GOAL →
Please pick out each line of the records below that contains the word "water" and copy those lines out in full.

○ ○ ○

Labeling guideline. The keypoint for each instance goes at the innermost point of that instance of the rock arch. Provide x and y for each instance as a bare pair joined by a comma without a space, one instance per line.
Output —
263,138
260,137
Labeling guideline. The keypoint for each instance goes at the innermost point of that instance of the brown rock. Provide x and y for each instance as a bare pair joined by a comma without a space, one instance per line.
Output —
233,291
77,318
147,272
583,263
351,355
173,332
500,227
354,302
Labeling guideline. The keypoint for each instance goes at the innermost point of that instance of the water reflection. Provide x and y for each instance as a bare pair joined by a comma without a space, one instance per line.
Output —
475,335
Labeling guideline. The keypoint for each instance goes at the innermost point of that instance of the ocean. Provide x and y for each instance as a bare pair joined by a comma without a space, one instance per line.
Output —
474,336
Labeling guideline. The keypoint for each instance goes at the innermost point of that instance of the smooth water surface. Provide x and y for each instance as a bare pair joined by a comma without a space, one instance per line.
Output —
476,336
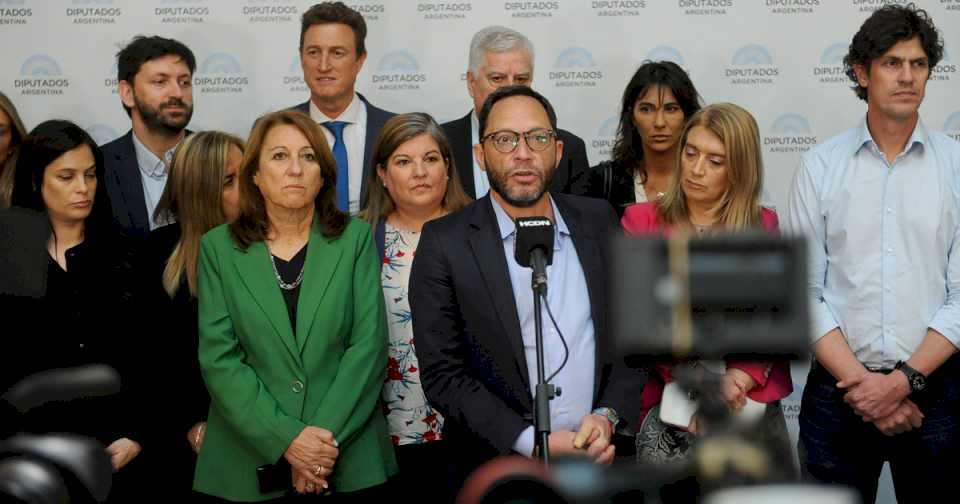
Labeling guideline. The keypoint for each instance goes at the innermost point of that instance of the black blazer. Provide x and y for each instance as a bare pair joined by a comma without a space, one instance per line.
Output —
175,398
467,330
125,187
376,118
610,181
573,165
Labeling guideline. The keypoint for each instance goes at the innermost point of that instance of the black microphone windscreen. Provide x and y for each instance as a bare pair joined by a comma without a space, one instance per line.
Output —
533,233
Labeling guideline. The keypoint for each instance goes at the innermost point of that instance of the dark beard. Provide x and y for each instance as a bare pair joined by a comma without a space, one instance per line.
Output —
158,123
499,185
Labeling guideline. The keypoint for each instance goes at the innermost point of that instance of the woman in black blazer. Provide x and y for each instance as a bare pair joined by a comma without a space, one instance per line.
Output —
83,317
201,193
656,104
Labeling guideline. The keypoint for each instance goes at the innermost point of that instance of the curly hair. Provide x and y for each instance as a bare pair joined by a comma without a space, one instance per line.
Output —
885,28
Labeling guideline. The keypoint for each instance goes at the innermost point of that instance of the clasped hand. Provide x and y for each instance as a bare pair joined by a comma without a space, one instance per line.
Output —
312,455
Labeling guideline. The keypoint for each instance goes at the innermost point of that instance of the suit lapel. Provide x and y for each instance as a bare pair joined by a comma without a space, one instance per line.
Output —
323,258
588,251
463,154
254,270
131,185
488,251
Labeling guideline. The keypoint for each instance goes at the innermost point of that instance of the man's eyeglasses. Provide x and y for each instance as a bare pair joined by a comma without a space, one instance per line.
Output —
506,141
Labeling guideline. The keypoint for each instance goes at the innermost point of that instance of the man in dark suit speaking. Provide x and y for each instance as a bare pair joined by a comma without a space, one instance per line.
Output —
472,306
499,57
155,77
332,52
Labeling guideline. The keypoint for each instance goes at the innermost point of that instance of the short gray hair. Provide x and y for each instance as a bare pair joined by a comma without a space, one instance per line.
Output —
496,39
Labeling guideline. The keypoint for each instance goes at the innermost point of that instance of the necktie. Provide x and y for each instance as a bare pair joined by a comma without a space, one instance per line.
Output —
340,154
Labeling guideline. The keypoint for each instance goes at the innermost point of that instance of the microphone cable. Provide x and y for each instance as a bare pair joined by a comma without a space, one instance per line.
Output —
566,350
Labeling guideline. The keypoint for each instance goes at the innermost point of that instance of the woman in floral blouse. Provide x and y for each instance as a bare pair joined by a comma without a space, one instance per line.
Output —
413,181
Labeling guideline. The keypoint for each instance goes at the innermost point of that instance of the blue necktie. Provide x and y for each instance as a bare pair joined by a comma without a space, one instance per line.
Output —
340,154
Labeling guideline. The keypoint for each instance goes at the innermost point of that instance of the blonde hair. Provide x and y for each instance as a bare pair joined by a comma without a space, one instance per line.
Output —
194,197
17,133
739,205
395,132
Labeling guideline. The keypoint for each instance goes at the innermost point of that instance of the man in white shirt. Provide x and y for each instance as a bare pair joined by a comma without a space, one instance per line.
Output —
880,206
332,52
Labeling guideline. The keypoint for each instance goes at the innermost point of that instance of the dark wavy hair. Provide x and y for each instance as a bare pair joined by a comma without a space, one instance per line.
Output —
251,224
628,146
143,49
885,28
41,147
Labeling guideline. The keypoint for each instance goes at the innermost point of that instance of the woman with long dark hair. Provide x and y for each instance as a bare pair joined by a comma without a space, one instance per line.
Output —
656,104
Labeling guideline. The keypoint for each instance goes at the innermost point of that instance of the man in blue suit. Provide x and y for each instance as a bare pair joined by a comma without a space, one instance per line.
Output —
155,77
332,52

○ ○ ○

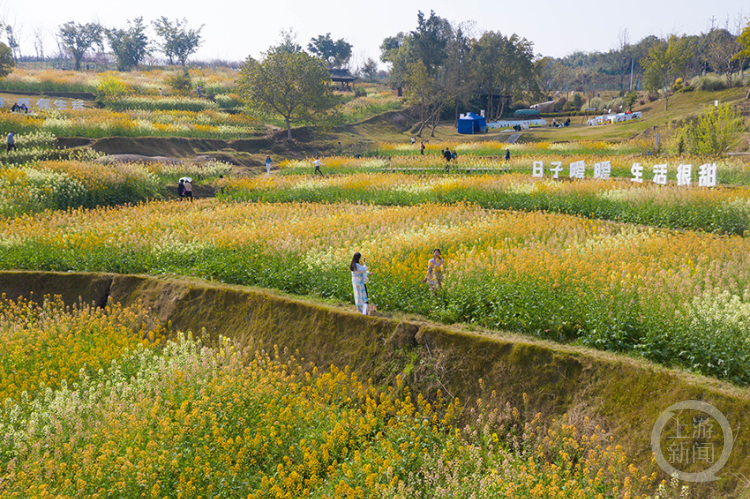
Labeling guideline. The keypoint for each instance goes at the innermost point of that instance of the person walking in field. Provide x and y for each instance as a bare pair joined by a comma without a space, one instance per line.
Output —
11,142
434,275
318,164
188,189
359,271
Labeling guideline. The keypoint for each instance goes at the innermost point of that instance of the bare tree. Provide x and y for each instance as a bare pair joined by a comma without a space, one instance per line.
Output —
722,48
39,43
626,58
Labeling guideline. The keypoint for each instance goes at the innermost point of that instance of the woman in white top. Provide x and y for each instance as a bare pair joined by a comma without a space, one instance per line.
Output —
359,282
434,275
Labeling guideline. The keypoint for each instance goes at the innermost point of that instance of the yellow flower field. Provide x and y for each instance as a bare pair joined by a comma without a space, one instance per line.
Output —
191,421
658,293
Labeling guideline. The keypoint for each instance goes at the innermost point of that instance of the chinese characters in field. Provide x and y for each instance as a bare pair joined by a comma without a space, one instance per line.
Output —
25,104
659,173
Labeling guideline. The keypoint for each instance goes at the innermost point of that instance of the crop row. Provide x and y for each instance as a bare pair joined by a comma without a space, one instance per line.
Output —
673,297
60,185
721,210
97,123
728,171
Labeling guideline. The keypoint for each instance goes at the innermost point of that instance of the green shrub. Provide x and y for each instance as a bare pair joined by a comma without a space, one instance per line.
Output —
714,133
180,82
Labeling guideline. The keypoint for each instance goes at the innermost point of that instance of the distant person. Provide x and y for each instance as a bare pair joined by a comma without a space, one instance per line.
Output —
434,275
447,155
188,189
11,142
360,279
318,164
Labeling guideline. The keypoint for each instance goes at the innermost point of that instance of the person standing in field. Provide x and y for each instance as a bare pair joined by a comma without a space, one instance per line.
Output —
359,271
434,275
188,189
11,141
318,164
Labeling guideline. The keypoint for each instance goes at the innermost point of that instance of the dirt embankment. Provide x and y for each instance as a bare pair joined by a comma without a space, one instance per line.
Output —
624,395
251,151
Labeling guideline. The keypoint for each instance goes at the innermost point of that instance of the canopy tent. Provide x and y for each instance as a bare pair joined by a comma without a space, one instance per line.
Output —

○ ○ ○

ANSWER TO THE TASK →
Labeling guideline. The keypoint for each instance goes at the innermost point of that instance of the water reflection. Provide x and y for each instance as a bare pair joined by a comma without a space, one instance per line.
Labeling guideline. The keypoint for each instance goes at the innermost point of that instance of the smooth water surface. Provide x and y for each instance as a bare pair joined by a comma without a space, one instance per line.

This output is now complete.